* PAGE EXCERPT:
- - - -

When you suffer a stroke, seconds matter; sadly, many succumb to it on their way to the hospital. So, Thailand’s Siriraj Hospital partnered with NTT and Cisco to treat victims on their way to the hospital. The result is the Siriraj Mobile Stroke Unit.
The Unit is a special ambulance that connects the first responders in the ambulance to the hospital’s experts. The instantaneous connectivity allows doctors to provide immediate attention, medical treatment, and diagnosis to patients as they are transferred to the hospital.
“Siriraj Mobile Stroke Unit demonstrates how technology is transforming healthcare. With a more stable and reliable communication system, our doctors can now have quicker access to accurate information such as brain scan images to make quality diagnosis and improve patient treatment,” said Dr. Prasit Watanapa, dean of the faculty of medicine at the Siriraj Hospital Mahidol University.
The Mobile Stroke Unit allows the medical team to scan the patient’s brain and send high-resolution images from the ambulance to the doctors for rapid diagnosis. It transfers medical images with a high-speed multicellular router and essential medical equipment such as a CT scanner.

- - - -

Stored items
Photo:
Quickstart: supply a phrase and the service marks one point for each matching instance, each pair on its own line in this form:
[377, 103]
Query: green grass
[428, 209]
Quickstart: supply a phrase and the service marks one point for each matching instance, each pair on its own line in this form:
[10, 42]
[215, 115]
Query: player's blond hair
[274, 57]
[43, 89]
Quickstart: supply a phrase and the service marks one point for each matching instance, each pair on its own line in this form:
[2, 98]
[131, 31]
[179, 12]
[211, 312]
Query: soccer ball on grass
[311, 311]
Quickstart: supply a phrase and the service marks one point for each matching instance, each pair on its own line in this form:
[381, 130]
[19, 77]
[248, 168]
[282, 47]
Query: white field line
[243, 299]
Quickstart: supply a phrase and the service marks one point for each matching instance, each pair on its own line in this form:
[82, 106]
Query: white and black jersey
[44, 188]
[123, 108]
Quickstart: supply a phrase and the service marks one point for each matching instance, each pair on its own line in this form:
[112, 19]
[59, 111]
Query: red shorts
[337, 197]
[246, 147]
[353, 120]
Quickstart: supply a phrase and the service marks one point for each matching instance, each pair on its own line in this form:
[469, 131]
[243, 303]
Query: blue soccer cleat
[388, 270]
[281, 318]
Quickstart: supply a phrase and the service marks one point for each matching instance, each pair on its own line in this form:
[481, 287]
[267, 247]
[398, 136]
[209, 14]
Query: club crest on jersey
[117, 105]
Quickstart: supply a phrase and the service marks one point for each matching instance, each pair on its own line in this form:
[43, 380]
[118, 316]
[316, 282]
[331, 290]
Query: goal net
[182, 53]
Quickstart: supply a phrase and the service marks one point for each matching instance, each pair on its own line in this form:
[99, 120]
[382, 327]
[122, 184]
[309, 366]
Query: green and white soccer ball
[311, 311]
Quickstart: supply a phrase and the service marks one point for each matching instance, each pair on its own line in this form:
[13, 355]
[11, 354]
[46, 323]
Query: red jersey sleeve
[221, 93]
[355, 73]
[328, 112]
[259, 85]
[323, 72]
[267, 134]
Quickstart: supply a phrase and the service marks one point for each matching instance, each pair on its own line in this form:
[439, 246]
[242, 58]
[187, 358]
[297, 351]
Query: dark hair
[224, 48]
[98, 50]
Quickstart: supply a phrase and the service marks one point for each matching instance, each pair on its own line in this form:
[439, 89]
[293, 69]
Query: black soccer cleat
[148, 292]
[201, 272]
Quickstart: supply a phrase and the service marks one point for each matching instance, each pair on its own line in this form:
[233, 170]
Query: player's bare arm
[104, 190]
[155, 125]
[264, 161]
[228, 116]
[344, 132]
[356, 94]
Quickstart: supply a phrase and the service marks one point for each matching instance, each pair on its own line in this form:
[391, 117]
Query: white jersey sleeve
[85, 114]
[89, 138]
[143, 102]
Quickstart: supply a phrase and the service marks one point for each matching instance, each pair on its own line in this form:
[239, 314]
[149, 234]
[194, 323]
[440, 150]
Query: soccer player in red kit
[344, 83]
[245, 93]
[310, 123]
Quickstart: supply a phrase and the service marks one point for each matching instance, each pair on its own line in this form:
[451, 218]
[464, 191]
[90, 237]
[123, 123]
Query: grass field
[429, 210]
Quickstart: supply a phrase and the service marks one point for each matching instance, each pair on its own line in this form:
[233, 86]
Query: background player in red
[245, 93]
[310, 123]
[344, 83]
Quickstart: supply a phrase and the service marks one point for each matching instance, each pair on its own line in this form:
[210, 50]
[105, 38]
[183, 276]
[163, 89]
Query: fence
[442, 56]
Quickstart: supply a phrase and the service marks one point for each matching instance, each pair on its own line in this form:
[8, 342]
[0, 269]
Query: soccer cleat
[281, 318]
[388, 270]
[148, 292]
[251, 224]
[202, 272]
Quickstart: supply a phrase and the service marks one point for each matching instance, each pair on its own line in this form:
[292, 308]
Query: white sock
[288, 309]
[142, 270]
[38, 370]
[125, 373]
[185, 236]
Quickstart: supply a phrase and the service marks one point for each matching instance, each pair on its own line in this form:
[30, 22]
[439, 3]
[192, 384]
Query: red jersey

- - - -

* YOUR TASKS:
A. Set down the stretch of the Mobile Stroke Unit article from "When you suffer" through "Mobile Stroke Unit.", word for word.
B. In the Mobile Stroke Unit article, which two companies did Siriraj Hospital partner with?
C. Please write what comes next in the Mobile Stroke Unit article, picking up after its last sentence.

* OUTPUTS BY TASK:
A.
When you suffer a stroke, seconds matter; sadly, many succumb to it on their way to the hospital. So, Thailand’s Siriraj Hospital partnered with NTT and Cisco to treat victims on their way to the hospital. The result is the Siriraj Mobile Stroke Unit.

B. NTT and Cisco.

C.
The integrated Cisco Telepresence video conferencing system allows doctors to fully assess the patient’s condition and provide remote advice to the first responders to prepare the best treatment possible. Cisco WebEx allows the mobile and hospital-based teams to collaborate efficiently.
“Through this partnership, we will offer a new way to help stroke patients receive emergency medical care when time is of the essence for their recovery. This will help give patients a greater opportunity to recover and return to their normal lives,” said Taveewat Chantaraseno Country Manager (interim), Thailand, and Indochina Cisco Systems (Thailand).
The first Siriraj Mobile Stroke Unit went into service in 2018. Since then, it has helped 380 stroke patients receive emergency medical treatment in Thailand. With the successful outcome of saving precious time and lowering death and disabilities’ risk to the stroke patients, Thailand’s oldest and largest hospital is now looking to expand the unit.
“We understand the importance of timely treatments in stroke patients, which can sometimes be difficult with Bangkok’s frequent traffic congestions. We have already installed these technologies in the first mobile stroke unit and are set to extend Siriraj Hospital’s fleet of mobile stroke units by five this year,” said Sutas Kongdumrongkiat, chief executive officer at NTT Ltd. in Thailand.